WHAT IS REQUIRED:
Copy the outline records below line for line, leaving out the pictures.

Outline records:
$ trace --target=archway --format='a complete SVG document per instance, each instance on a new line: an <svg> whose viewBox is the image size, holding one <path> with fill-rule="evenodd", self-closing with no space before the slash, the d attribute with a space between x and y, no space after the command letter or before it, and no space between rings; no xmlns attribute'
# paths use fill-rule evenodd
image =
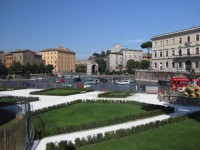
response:
<svg viewBox="0 0 200 150"><path fill-rule="evenodd" d="M190 60L187 60L185 62L185 70L186 71L191 71L192 70L192 62Z"/></svg>
<svg viewBox="0 0 200 150"><path fill-rule="evenodd" d="M97 66L96 66L96 64L93 64L91 69L92 69L92 74L96 75L97 74Z"/></svg>

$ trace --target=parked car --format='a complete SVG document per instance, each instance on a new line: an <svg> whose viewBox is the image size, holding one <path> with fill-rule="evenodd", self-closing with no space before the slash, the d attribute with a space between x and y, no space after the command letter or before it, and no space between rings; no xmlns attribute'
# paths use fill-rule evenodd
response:
<svg viewBox="0 0 200 150"><path fill-rule="evenodd" d="M186 72L186 70L183 68L178 68L177 72Z"/></svg>
<svg viewBox="0 0 200 150"><path fill-rule="evenodd" d="M69 83L63 83L63 84L62 84L62 87L63 87L63 88L73 87L73 85L72 85L72 84L69 84Z"/></svg>
<svg viewBox="0 0 200 150"><path fill-rule="evenodd" d="M37 78L36 78L36 77L32 77L32 78L30 78L29 80L30 80L30 81L36 81Z"/></svg>
<svg viewBox="0 0 200 150"><path fill-rule="evenodd" d="M37 80L43 80L43 78L42 77L37 77Z"/></svg>
<svg viewBox="0 0 200 150"><path fill-rule="evenodd" d="M31 87L31 86L35 86L35 84L31 82L24 82L23 86Z"/></svg>
<svg viewBox="0 0 200 150"><path fill-rule="evenodd" d="M84 83L83 88L84 88L84 89L91 88L91 84Z"/></svg>
<svg viewBox="0 0 200 150"><path fill-rule="evenodd" d="M129 80L119 80L119 81L117 82L117 84L122 84L122 85L129 84L129 83L130 83Z"/></svg>

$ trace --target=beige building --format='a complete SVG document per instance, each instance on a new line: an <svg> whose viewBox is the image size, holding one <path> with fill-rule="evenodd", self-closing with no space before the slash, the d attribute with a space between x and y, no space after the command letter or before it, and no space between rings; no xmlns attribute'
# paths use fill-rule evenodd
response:
<svg viewBox="0 0 200 150"><path fill-rule="evenodd" d="M13 61L20 62L22 65L26 65L27 63L33 65L36 64L37 66L43 64L44 60L42 60L42 56L36 54L31 50L16 50L10 52L13 54Z"/></svg>
<svg viewBox="0 0 200 150"><path fill-rule="evenodd" d="M48 48L40 51L40 55L45 60L45 65L53 65L54 73L64 75L68 72L75 72L76 54L68 48Z"/></svg>
<svg viewBox="0 0 200 150"><path fill-rule="evenodd" d="M5 53L3 51L0 51L0 63L5 63Z"/></svg>
<svg viewBox="0 0 200 150"><path fill-rule="evenodd" d="M140 61L143 59L143 51L142 50L135 50L135 49L127 49L121 47L120 44L116 44L111 48L111 52L108 55L108 69L112 70L122 70L126 68L128 60L135 60Z"/></svg>
<svg viewBox="0 0 200 150"><path fill-rule="evenodd" d="M200 27L152 37L152 69L200 72Z"/></svg>
<svg viewBox="0 0 200 150"><path fill-rule="evenodd" d="M31 50L16 50L6 53L4 55L4 63L7 68L12 66L13 62L20 62L21 65L26 65L27 63L31 65L36 64L37 66L41 64L44 65L45 63L40 55L36 54L36 52L33 52Z"/></svg>

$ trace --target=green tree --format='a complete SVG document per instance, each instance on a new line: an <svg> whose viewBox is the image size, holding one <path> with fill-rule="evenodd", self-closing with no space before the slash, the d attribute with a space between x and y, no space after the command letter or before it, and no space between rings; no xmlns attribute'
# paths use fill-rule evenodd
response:
<svg viewBox="0 0 200 150"><path fill-rule="evenodd" d="M53 65L46 65L45 66L45 73L52 74L53 69L54 69Z"/></svg>
<svg viewBox="0 0 200 150"><path fill-rule="evenodd" d="M23 66L20 62L13 62L12 66L8 68L9 74L22 74Z"/></svg>
<svg viewBox="0 0 200 150"><path fill-rule="evenodd" d="M149 69L150 63L147 60L142 60L141 61L141 69Z"/></svg>
<svg viewBox="0 0 200 150"><path fill-rule="evenodd" d="M106 71L106 61L102 57L96 58L96 63L98 64L98 71L100 74Z"/></svg>
<svg viewBox="0 0 200 150"><path fill-rule="evenodd" d="M152 42L151 41L147 41L147 42L142 43L141 48L146 48L147 52L148 52L148 57L150 57L149 51L152 48Z"/></svg>
<svg viewBox="0 0 200 150"><path fill-rule="evenodd" d="M0 77L8 74L8 69L0 62Z"/></svg>

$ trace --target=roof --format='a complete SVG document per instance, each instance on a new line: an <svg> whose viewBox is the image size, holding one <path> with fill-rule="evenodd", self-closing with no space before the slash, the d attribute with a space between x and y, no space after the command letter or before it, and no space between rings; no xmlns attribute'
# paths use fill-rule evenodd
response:
<svg viewBox="0 0 200 150"><path fill-rule="evenodd" d="M169 32L169 33L165 33L165 34L161 34L161 35L156 35L156 36L153 36L151 38L151 40L155 40L157 38L159 39L159 38L167 37L167 36L175 36L175 35L184 34L184 33L187 33L187 32L197 32L197 31L200 31L200 26L188 28L188 29L183 29L183 30L178 30L178 31L175 31L175 32Z"/></svg>
<svg viewBox="0 0 200 150"><path fill-rule="evenodd" d="M75 54L75 52L71 51L69 48L64 48L64 47L47 48L47 49L41 50L40 52L51 52L51 51L60 51L60 52L68 52L68 53Z"/></svg>
<svg viewBox="0 0 200 150"><path fill-rule="evenodd" d="M32 53L35 53L34 51L29 50L29 49L26 49L26 50L16 50L16 51L12 51L12 52L10 52L10 53L25 53L25 52L28 52L28 51L30 51L30 52L32 52Z"/></svg>

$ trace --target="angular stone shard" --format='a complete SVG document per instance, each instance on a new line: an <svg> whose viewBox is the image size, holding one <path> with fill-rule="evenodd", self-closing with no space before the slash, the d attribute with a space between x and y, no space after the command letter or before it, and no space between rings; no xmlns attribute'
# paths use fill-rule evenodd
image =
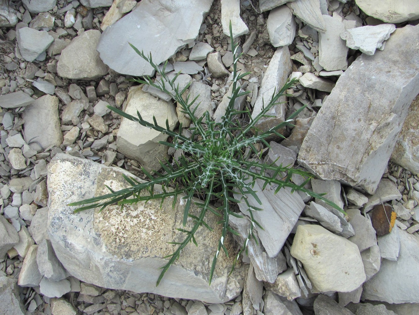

ANSWER:
$ trace --target=archway --format='a complete SVG document per instance, each instance on a new line: an <svg> whose viewBox is the image size, holding one <path> with fill-rule="evenodd", self-closing with no space before the slash, the d attribute with a space between x and y, no space after the command letter or before it, and no space between rings; no xmlns attribute'
# paths use fill-rule evenodd
image =
response:
<svg viewBox="0 0 200 150"><path fill-rule="evenodd" d="M190 60L187 60L185 62L185 70L186 71L191 71L192 70L192 62Z"/></svg>
<svg viewBox="0 0 200 150"><path fill-rule="evenodd" d="M97 66L96 66L96 64L93 64L91 69L92 69L92 74L96 75L97 74Z"/></svg>

$ trace --target=parked car --format='a complete SVG document per instance, each instance on a new line: an <svg> whose viewBox is the image size, holding one <path> with fill-rule="evenodd", self-closing with no space before the slash, the d attribute with a space between x and y, no space after the command letter or before it, and no space between rings; no xmlns attribute'
# paths use fill-rule evenodd
response:
<svg viewBox="0 0 200 150"><path fill-rule="evenodd" d="M186 72L186 70L183 68L178 68L177 72Z"/></svg>
<svg viewBox="0 0 200 150"><path fill-rule="evenodd" d="M69 83L63 83L63 84L62 84L62 87L63 87L63 88L73 87L73 85L72 85L72 84L69 84Z"/></svg>
<svg viewBox="0 0 200 150"><path fill-rule="evenodd" d="M37 78L36 78L36 77L32 77L32 78L30 78L29 80L30 80L30 81L36 81Z"/></svg>
<svg viewBox="0 0 200 150"><path fill-rule="evenodd" d="M37 80L43 80L43 78L42 77L37 77Z"/></svg>
<svg viewBox="0 0 200 150"><path fill-rule="evenodd" d="M31 87L31 86L35 86L35 84L31 82L24 82L23 86Z"/></svg>
<svg viewBox="0 0 200 150"><path fill-rule="evenodd" d="M84 83L83 88L84 88L84 89L91 88L91 84Z"/></svg>
<svg viewBox="0 0 200 150"><path fill-rule="evenodd" d="M129 80L119 80L119 81L117 82L117 84L122 84L122 85L129 84L129 83L130 83Z"/></svg>

$ trace --target=beige building --format='a complete SVG document per instance, each instance on a new line: an <svg> whose viewBox is the image size, holding one <path> with fill-rule="evenodd", self-closing with no space before the slash, the d attribute with a space between x and y, no space after the command letter or before it, and no space between rings; no xmlns attribute'
# paths use fill-rule evenodd
response:
<svg viewBox="0 0 200 150"><path fill-rule="evenodd" d="M13 61L20 62L22 65L26 65L27 63L33 65L36 64L37 66L43 64L44 60L42 60L42 56L36 54L31 50L16 50L10 52L13 54Z"/></svg>
<svg viewBox="0 0 200 150"><path fill-rule="evenodd" d="M48 48L40 51L40 55L45 60L45 65L53 65L54 73L64 75L68 72L75 72L76 54L68 48Z"/></svg>
<svg viewBox="0 0 200 150"><path fill-rule="evenodd" d="M5 53L3 51L0 51L0 63L5 63Z"/></svg>
<svg viewBox="0 0 200 150"><path fill-rule="evenodd" d="M140 61L143 59L143 51L142 50L135 50L135 49L127 49L121 47L120 44L116 44L111 48L111 52L108 55L108 69L112 70L122 70L126 68L128 60L135 60Z"/></svg>
<svg viewBox="0 0 200 150"><path fill-rule="evenodd" d="M200 27L152 37L152 69L200 72Z"/></svg>
<svg viewBox="0 0 200 150"><path fill-rule="evenodd" d="M31 50L16 50L6 53L4 55L4 63L7 68L12 66L13 62L20 62L21 65L26 65L27 63L31 65L36 64L37 66L41 64L44 65L45 63L40 55L36 54L36 52L33 52Z"/></svg>

$ trace --target=green tree --format='a complete SVG document per instance, each instance on a new line: an <svg> whose viewBox is the image size, holding one <path> with fill-rule="evenodd", self-closing with no space before the slash, the d attribute with a space between x and y, no space after the command letter or before it, and no space between rings; no xmlns attribute'
# paths use fill-rule evenodd
response:
<svg viewBox="0 0 200 150"><path fill-rule="evenodd" d="M53 65L46 65L45 66L45 73L52 74L53 69L54 69Z"/></svg>
<svg viewBox="0 0 200 150"><path fill-rule="evenodd" d="M23 66L20 62L13 62L12 66L8 68L9 74L22 74Z"/></svg>
<svg viewBox="0 0 200 150"><path fill-rule="evenodd" d="M149 69L150 63L147 60L142 60L141 61L141 69Z"/></svg>
<svg viewBox="0 0 200 150"><path fill-rule="evenodd" d="M106 71L106 61L102 57L96 58L96 63L98 64L98 71L100 74Z"/></svg>
<svg viewBox="0 0 200 150"><path fill-rule="evenodd" d="M152 42L151 41L147 41L147 42L142 43L141 48L146 48L147 52L148 52L148 57L150 57L149 51L152 48Z"/></svg>
<svg viewBox="0 0 200 150"><path fill-rule="evenodd" d="M0 77L8 74L8 69L0 62Z"/></svg>

$ trace --target=roof --format='a complete SVG document per instance, each instance on a new line: an <svg> whose viewBox is the image size, holding one <path> with fill-rule="evenodd", self-closing with no space before the slash, the d attribute with a space between x and y, no space after the command letter or before it, and no space between rings; no xmlns attribute'
# paths use fill-rule evenodd
response:
<svg viewBox="0 0 200 150"><path fill-rule="evenodd" d="M169 32L169 33L165 33L165 34L161 34L161 35L156 35L156 36L153 36L151 38L151 40L155 40L157 38L159 39L159 38L167 37L167 36L175 36L175 35L184 34L184 33L187 33L187 32L197 32L197 31L200 31L200 26L188 28L188 29L183 29L183 30L178 30L178 31L175 31L175 32Z"/></svg>
<svg viewBox="0 0 200 150"><path fill-rule="evenodd" d="M75 54L75 52L71 51L69 48L64 48L64 47L47 48L47 49L41 50L40 52L51 52L51 51L60 51L60 52L68 52L68 53Z"/></svg>
<svg viewBox="0 0 200 150"><path fill-rule="evenodd" d="M32 53L35 53L34 51L29 50L29 49L26 49L26 50L16 50L16 51L12 51L12 52L10 52L10 53L25 53L25 52L28 52L28 51L30 51L30 52L32 52Z"/></svg>

$ trace --target="angular stone shard" --format='a complete SVG document per instance, each instance on a new line: an <svg> whose viewBox is the image size, holding one <path> with fill-rule="evenodd", self-closing with no space before the slash, the d attribute with a space between x and y, no space after the command letter or before it, and no space between rings; no xmlns attribute'
# paths use fill-rule evenodd
image =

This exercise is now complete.